▶ [Work item] Copy out each line of the data that holds the word "railing".
** Opening Study material block **
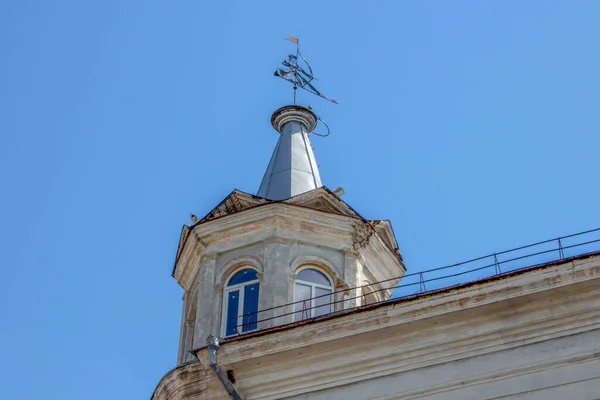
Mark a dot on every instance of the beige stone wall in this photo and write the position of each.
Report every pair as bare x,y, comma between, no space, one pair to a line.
531,335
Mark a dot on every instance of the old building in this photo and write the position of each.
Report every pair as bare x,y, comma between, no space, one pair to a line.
288,294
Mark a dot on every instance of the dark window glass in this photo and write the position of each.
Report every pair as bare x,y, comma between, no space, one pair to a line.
242,276
250,306
232,312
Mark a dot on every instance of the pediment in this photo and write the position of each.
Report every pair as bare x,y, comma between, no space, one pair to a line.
235,202
323,199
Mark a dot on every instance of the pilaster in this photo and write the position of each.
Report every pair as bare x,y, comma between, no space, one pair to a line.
208,305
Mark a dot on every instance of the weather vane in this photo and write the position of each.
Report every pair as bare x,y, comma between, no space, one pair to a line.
297,75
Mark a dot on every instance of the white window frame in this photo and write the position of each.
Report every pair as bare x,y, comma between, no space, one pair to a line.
239,287
313,287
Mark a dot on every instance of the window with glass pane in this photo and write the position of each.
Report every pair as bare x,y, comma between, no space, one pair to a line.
240,302
312,294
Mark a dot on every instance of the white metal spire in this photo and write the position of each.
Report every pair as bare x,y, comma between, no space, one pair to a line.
293,169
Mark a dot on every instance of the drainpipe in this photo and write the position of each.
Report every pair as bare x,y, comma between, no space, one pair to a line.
213,346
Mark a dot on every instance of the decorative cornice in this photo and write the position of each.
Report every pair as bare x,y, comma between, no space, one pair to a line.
361,234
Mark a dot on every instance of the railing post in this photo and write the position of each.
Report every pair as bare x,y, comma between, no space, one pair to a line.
421,283
497,265
561,253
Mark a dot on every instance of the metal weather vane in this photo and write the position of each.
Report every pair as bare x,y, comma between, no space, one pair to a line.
296,74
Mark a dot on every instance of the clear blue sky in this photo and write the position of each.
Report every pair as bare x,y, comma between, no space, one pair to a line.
472,126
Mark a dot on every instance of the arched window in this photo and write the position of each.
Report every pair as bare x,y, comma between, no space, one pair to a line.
311,290
240,302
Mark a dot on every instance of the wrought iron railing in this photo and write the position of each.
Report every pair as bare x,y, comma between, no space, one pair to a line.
427,281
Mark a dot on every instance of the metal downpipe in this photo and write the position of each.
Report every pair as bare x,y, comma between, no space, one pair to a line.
213,346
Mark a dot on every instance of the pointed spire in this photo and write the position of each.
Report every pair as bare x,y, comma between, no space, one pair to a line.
293,169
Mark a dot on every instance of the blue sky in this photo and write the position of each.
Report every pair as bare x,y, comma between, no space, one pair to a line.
472,126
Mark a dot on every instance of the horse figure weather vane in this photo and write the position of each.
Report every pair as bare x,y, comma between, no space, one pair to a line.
297,75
** Closing Study material block **
▶ [Answer for the task]
Mark a dot on every instance of the railing post in this photo and write the position of each.
Mark a dot on every instance of the wrought iron railing in this photo and write the position of each.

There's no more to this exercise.